**Given task:**
Starting at the line containing "Place a point on every instance of the man's foot" and ending at the last line of the data, write out every line again, adding 84 to each number in the point coordinates and leaving everything else unchanged.

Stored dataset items
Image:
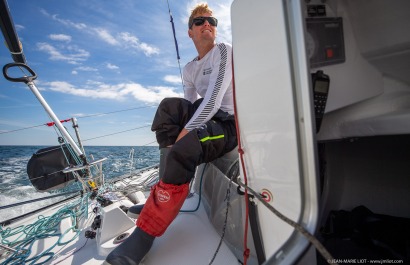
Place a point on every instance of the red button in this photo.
(329, 53)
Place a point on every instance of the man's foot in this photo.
(132, 250)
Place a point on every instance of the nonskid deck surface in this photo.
(190, 239)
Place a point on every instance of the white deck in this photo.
(190, 239)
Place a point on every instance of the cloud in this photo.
(122, 40)
(74, 56)
(120, 92)
(64, 21)
(173, 79)
(106, 36)
(111, 66)
(86, 69)
(60, 37)
(133, 42)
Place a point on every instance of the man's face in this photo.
(204, 32)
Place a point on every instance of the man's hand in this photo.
(182, 134)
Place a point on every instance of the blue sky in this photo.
(94, 57)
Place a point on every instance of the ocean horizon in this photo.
(15, 185)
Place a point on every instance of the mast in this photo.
(15, 47)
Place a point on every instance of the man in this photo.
(189, 132)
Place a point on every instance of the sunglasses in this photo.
(198, 21)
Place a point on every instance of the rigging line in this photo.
(111, 112)
(86, 116)
(116, 133)
(22, 129)
(176, 44)
(312, 239)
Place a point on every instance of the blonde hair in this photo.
(201, 8)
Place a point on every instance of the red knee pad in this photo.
(161, 207)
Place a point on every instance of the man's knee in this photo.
(182, 159)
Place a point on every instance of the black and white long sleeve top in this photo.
(209, 78)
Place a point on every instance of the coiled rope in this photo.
(22, 238)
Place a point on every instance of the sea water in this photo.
(15, 186)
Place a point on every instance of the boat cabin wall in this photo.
(369, 92)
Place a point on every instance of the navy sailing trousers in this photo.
(214, 139)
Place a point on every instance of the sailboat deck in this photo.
(190, 239)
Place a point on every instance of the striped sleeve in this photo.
(219, 81)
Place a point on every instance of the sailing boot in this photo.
(160, 209)
(132, 250)
(135, 210)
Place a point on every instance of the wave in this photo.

**The output:**
Place a point on every instance of the man's foot in this photo.
(216, 334)
Place a point on every instance of the nonskid deck surface in this photo.
(274, 323)
Place a point on every instance of the white deck in this photo.
(274, 323)
Place a point on every instance of the cloud in this photo.
(206, 124)
(158, 140)
(204, 176)
(148, 105)
(257, 163)
(190, 120)
(195, 150)
(170, 153)
(144, 121)
(217, 126)
Place a point on every instance of the man's face in this photo.
(288, 116)
Place a point on every instance of the man's hand in this photo.
(266, 218)
Place a point on every instance of the blue sky in this photo.
(178, 141)
Place a point on every instance of the ocean horizon in this photo.
(99, 269)
Place a point on every instance of the mast in this photo.
(99, 131)
Place a point on every instance of the man in this photo.
(273, 216)
Place a point on every instance of the sunglasses in this photo.
(282, 105)
Place a point on every instance of the rigging line in this photo.
(195, 196)
(170, 200)
(200, 217)
(106, 213)
(260, 128)
(396, 323)
Place a point on every instance of the blonde hair in this photo.
(285, 92)
Place a point on every instance of the red knee pad in this photo.
(245, 291)
Place a point on every instance of the man's knee in this photo.
(266, 243)
Place a point on every instance of the black and white long sleeve top in this photo.
(293, 162)
Place a point on every instance of the coiled rope in this photo.
(106, 322)
Place a point on every instance of the sea water in this photo.
(99, 270)
Place a point on every instance of the boat cabin wall in this photo.
(453, 176)
Place a point on every instance of the navy sailing trousers in this photo.
(298, 223)
Place a point on every instance of the sailboat deck in this photo.
(274, 323)
Place a point on every instance of the striped sleeve in this photo.
(303, 165)
Place a point on every instance of the sailing boot in this photo.
(244, 293)
(216, 334)
(219, 294)
Place a point on every instance of the wave in this photo.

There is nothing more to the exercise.